(Point placement listing)
>> begin
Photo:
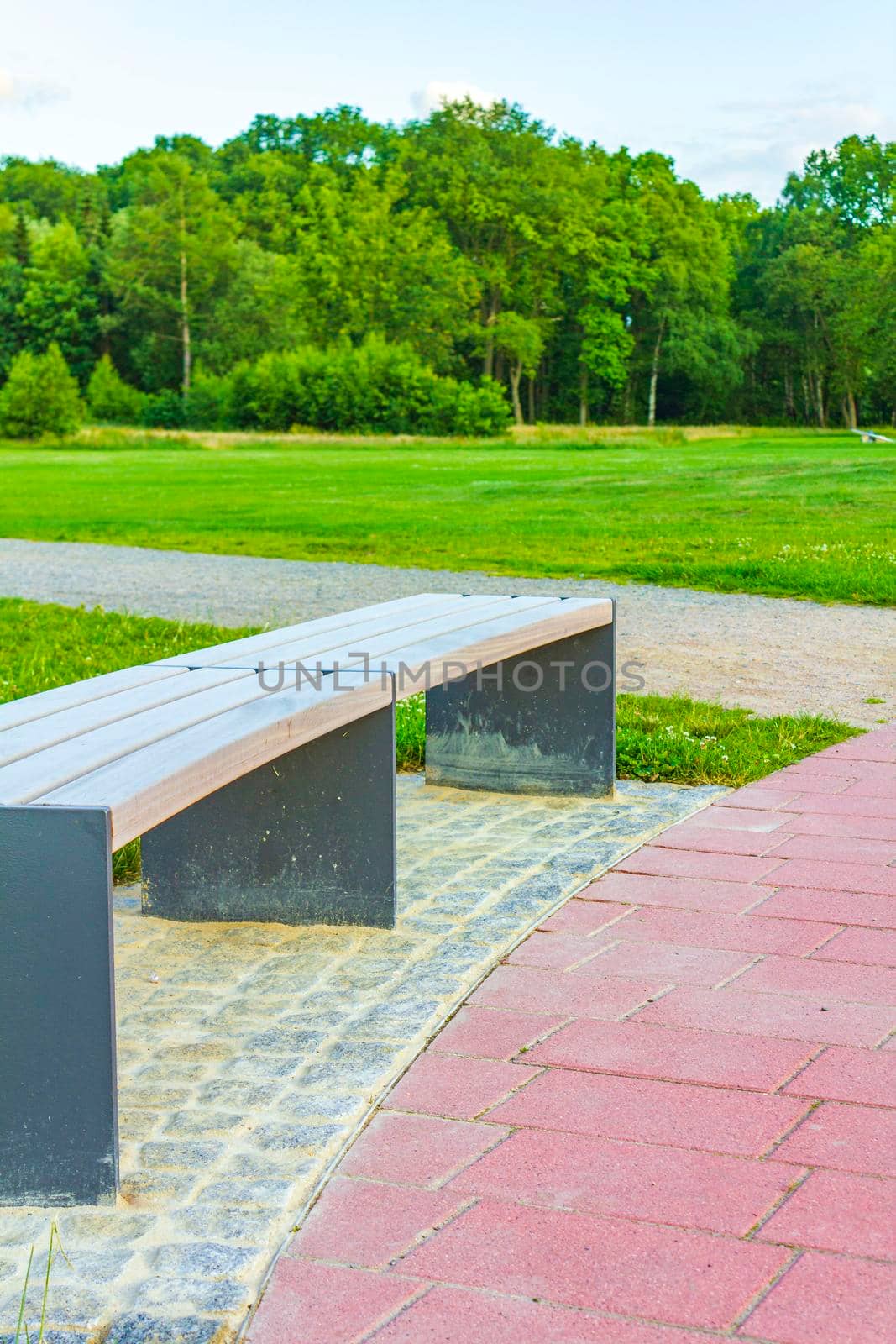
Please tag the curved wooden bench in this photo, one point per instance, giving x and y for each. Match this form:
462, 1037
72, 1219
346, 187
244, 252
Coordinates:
261, 776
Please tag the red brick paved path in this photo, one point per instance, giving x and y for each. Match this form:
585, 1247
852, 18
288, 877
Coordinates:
665, 1120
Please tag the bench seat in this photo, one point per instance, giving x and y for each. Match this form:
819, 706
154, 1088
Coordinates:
261, 776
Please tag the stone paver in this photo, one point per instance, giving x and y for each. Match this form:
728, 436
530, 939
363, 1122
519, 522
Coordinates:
700, 1137
250, 1054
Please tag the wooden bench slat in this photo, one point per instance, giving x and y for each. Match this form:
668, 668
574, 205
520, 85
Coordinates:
157, 781
496, 640
51, 729
215, 691
383, 616
453, 618
81, 692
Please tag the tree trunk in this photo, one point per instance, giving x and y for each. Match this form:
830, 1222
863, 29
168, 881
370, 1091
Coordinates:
852, 412
654, 378
516, 374
488, 362
184, 302
820, 402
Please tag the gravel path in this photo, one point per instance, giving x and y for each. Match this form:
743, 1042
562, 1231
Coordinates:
773, 655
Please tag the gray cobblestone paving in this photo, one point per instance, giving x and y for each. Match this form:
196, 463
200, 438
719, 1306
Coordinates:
250, 1062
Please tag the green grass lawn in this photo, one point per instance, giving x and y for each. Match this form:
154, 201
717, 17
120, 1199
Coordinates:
799, 514
673, 739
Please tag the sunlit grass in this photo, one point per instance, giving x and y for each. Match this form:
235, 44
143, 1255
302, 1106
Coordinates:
658, 738
786, 512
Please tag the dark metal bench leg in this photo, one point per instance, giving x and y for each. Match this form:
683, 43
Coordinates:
58, 1106
307, 839
539, 723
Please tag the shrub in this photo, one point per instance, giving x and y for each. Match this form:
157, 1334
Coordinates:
110, 398
371, 387
40, 396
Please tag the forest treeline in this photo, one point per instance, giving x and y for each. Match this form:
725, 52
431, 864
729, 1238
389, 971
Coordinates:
466, 250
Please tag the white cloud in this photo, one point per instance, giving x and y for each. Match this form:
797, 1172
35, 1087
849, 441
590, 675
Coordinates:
438, 92
754, 145
20, 93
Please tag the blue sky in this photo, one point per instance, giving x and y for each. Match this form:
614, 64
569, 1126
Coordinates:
736, 93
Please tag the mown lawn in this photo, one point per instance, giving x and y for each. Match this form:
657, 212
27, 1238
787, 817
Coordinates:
799, 514
673, 739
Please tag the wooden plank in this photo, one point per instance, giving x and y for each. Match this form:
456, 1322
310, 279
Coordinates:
488, 632
456, 616
31, 707
382, 615
164, 777
215, 692
51, 729
492, 642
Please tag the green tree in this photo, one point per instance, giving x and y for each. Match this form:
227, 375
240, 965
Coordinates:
369, 265
58, 300
680, 311
170, 255
521, 342
39, 396
109, 398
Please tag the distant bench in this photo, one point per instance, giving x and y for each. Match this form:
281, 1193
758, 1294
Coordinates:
261, 776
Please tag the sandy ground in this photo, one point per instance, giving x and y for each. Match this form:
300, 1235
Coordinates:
773, 655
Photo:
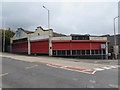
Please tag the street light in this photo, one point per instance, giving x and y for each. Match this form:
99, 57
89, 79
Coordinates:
48, 16
115, 41
4, 36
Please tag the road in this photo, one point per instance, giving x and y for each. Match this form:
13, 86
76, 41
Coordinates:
22, 74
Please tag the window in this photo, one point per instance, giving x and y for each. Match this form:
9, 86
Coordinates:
63, 52
59, 52
96, 52
92, 51
78, 52
83, 52
87, 51
73, 52
54, 52
68, 52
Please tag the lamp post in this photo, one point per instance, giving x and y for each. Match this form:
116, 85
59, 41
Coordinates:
48, 16
115, 41
4, 36
50, 32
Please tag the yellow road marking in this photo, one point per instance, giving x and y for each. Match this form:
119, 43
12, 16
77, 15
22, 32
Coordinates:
1, 75
31, 67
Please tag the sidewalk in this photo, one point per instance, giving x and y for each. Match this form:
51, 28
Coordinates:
83, 64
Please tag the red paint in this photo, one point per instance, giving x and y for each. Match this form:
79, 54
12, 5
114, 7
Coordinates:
90, 71
77, 45
73, 68
20, 48
55, 65
79, 41
39, 46
60, 46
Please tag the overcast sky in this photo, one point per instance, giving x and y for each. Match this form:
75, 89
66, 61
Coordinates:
94, 18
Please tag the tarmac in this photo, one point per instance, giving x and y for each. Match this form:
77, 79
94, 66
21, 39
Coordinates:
87, 64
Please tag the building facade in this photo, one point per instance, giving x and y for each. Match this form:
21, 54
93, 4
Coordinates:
55, 44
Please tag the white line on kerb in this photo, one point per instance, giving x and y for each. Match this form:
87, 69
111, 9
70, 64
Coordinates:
98, 69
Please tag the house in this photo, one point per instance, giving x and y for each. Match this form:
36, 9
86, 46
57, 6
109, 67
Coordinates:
56, 44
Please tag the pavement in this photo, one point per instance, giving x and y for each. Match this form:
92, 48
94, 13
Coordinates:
79, 65
24, 74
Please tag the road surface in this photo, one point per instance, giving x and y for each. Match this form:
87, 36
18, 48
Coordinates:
22, 74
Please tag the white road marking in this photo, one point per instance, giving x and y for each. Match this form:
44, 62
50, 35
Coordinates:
98, 69
113, 66
31, 67
92, 81
106, 67
113, 85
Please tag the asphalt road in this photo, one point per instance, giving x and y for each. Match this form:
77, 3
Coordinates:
21, 74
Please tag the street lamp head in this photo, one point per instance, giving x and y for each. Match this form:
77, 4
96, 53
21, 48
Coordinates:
43, 6
116, 17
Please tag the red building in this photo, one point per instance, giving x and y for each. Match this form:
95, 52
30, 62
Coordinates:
54, 44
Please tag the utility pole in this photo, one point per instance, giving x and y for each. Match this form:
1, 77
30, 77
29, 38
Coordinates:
115, 41
4, 36
48, 16
50, 32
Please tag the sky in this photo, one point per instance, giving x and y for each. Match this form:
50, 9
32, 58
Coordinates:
95, 18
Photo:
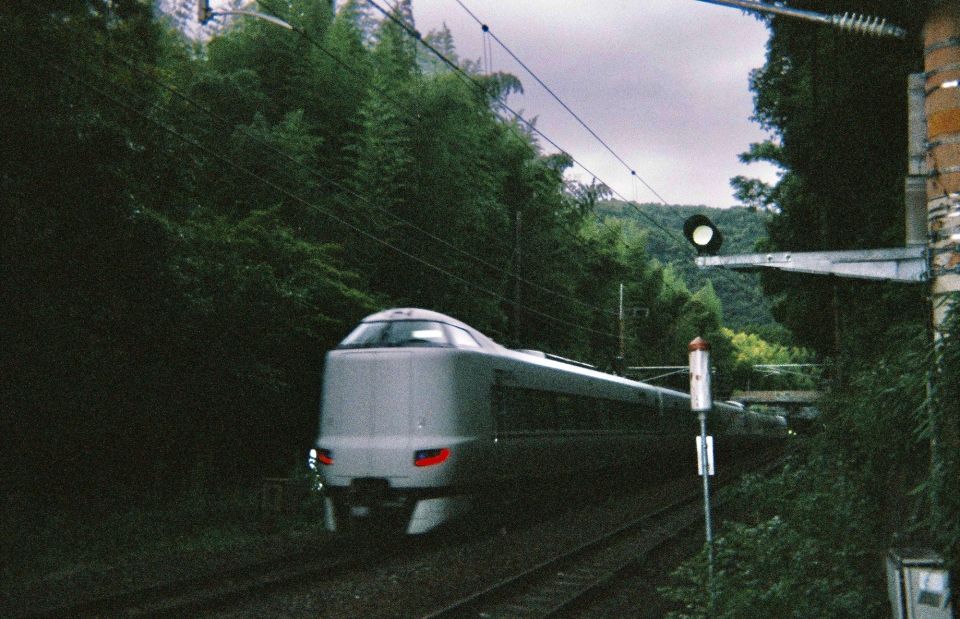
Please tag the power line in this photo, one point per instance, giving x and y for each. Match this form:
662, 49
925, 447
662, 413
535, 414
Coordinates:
>> end
PROBLEM REQUIREMENTS: Write out every line of the listing above word for word, leaving out the pictures.

THE SOLUTION:
Photo:
Please tag the curved wooden bench in this photo, one point per instance, giving x and y for each. Match this form:
462, 1037
72, 1219
346, 187
244, 252
Coordinates:
261, 776
Please tag the red brick paved path in this photo, one point per instance, giving x and y for each. Match this form:
585, 1247
852, 18
288, 877
Coordinates:
665, 1120
Please tag the bench seat in this photo, one point per instance, giving x and y for each. Match this form:
819, 706
154, 1088
Coordinates:
261, 776
Please tag the stone paver in this photo, one point per instance, giving x and y for each. Match this form:
728, 436
530, 939
363, 1122
519, 522
Coordinates:
700, 1137
250, 1054
Please tag the wooden bench slat in this photo, one point per instance, giving x and y for each. Match this form:
668, 668
574, 205
520, 85
Coordinates:
157, 781
496, 640
51, 729
215, 691
383, 616
453, 618
81, 692
Please tag the tree trunk in this photo, one point per instance, giving x and y for each. Match this form:
830, 1222
863, 29
168, 881
370, 1091
Coordinates:
852, 412
654, 378
516, 374
488, 362
184, 302
820, 402
Please tag the gravel path in this photo, one point per instance, giving x and y for each. Match this form:
743, 1042
562, 1231
Coordinates:
773, 655
Please tag the gray cobblestone paving in this photo, one point per instance, giving x and y for each. Match this form:
196, 463
200, 438
719, 1306
Coordinates:
250, 1062
Please tag the green grass lawn in this photo, one point per instance, giving x and y for each. Match this form:
154, 201
717, 17
120, 1199
Coordinates:
799, 514
673, 739
Please tag the sunlit grass in this photo, one point per instance, giving x and y for each. Match this form:
235, 44
143, 1255
302, 1106
Coordinates:
658, 738
786, 512
Please tag the dark metal bench leg in this photo, one point per instance, giving x and y for each. Match this form:
683, 43
Coordinates:
58, 1106
307, 839
539, 723
Please tag the shrub in this photo, one point per instance, giving x and y for each. Match this form:
157, 1334
Coordinates:
110, 398
371, 387
40, 396
Please tag the forest treeline in this photo, one point per instance, giving x and y for each. Match this form:
725, 52
431, 864
729, 1238
389, 971
Coordinates:
466, 250
Please tag the white cloud in this photo, one point per instance, giving x and y for each. Match this form:
797, 1172
35, 1087
849, 441
590, 675
Coordinates:
438, 92
754, 145
20, 93
Please tag the blue sky in this photo, one point per instance, giving x and y for each. Match this form:
614, 64
569, 1126
Coordinates:
736, 93
Please tag the mown lawn in this photo, one point per instance, giving x and y for each. Match this form:
657, 212
27, 1238
787, 817
Coordinates:
799, 514
673, 739
Please tag the wooden plank in this photo, one point per instance, giving x and y for each. Match this form:
456, 1322
310, 279
Coordinates:
488, 632
456, 616
31, 707
382, 615
164, 777
215, 692
51, 729
492, 642
Please tag the green tree in this photo, one point per instance, giving x and y for each. Match this form:
227, 375
240, 965
Coordinates:
369, 265
58, 300
680, 311
170, 255
521, 342
39, 396
109, 398
Please tag the distant bench in this photo, one point per instance, giving x and y for each. Match this form:
281, 1193
758, 1294
Coordinates:
261, 776
Please tag the sandy ground in this photo, one point per instance, giving x and y for each. Match this form:
300, 1235
Coordinates:
773, 655
Photo:
Please tag the street light in this photo, one point per instance, giving x and y for each. Match this form:
99, 57
89, 79
Coordinates:
48, 16
115, 41
4, 36
Please tag the road in this photo, one point per instance, giving x and y for each. Match this form:
13, 86
76, 41
Coordinates:
22, 74
Please tag the window in this photo, one point per instance, giving x and y for each. Match this form:
9, 86
Coordinates:
63, 52
59, 52
96, 52
92, 51
78, 52
83, 52
87, 51
73, 52
54, 52
68, 52
Please tag the lamp post in this photo, one point per instance, giving x and y for each. Match this form:
116, 85
59, 41
Coordinates:
48, 16
115, 41
4, 36
50, 32
Please tag the yellow road marking in this photo, one point per instance, giving x and y for each. Match this form:
119, 43
12, 16
77, 15
22, 32
Coordinates:
1, 75
31, 67
Please tag the sidewalk in this photo, one point per instance, giving x and y for each. Match this form:
51, 28
Coordinates:
83, 64
Please tag the red paint in this photo, one point per instance, giving x and y for each. Match this form:
79, 54
12, 5
114, 7
Coordinates:
90, 71
77, 45
73, 68
20, 48
55, 65
79, 41
39, 46
60, 46
Please tag the overcast sky in this photo, one point per instance, giving x and y for each. Match this form:
75, 89
66, 61
Coordinates:
94, 18
Please tag the tarmac in this photo, one point per instance, giving x and y for each. Match this form:
77, 79
94, 66
21, 39
Coordinates:
87, 64
Please tag the building facade in this photo, one point per instance, giving x and y for each. Match this form:
21, 54
93, 4
Coordinates:
55, 44
Please tag the white line on kerb in this photo, one point per instance, giving x and y for each. Match this form:
87, 69
111, 9
70, 64
Coordinates:
98, 69
Please tag the house in this photo, one point per instance, giving x and y for each. Match this form:
36, 9
86, 46
57, 6
109, 67
Coordinates:
56, 44
Please tag the pavement in this photo, one point per instance, giving x and y for each. Match this form:
92, 48
94, 13
Coordinates:
79, 65
24, 74
Please tag the road surface in this photo, one point per instance, giving x and y for each. Match this form:
87, 36
18, 48
Coordinates:
22, 74
Please tag the white road marking in this photo, one point per instance, giving x and y for each. Match this form:
44, 62
50, 35
Coordinates:
98, 69
113, 66
31, 67
92, 81
106, 67
113, 85
Please tag the asphalt road in this photo, one point per instance, giving x and y for each. Match this form:
77, 3
Coordinates:
21, 74
Please tag the street lamp head in this photo, one point per instance, giving x and y for each. Match this form:
77, 4
96, 53
21, 48
Coordinates:
43, 6
116, 17
Please tag the red building in this photo, one point per instance, giving x and y for each. Match this form:
95, 52
30, 62
Coordinates:
54, 44
Please tag the utility pole in this photo, one point per instance, giving x and y for each. Match this form:
1, 77
30, 77
29, 38
Coordinates:
115, 41
4, 36
48, 16
50, 32
Please tag the sky in this photo, one point per instance, giving x and y for each. Match this form:
50, 9
32, 58
Coordinates:
95, 18
Photo:
Please tag the power line in this photo, one point per instance, giving x and y for each. Match this form:
662, 49
925, 447
662, 413
535, 414
Coordinates:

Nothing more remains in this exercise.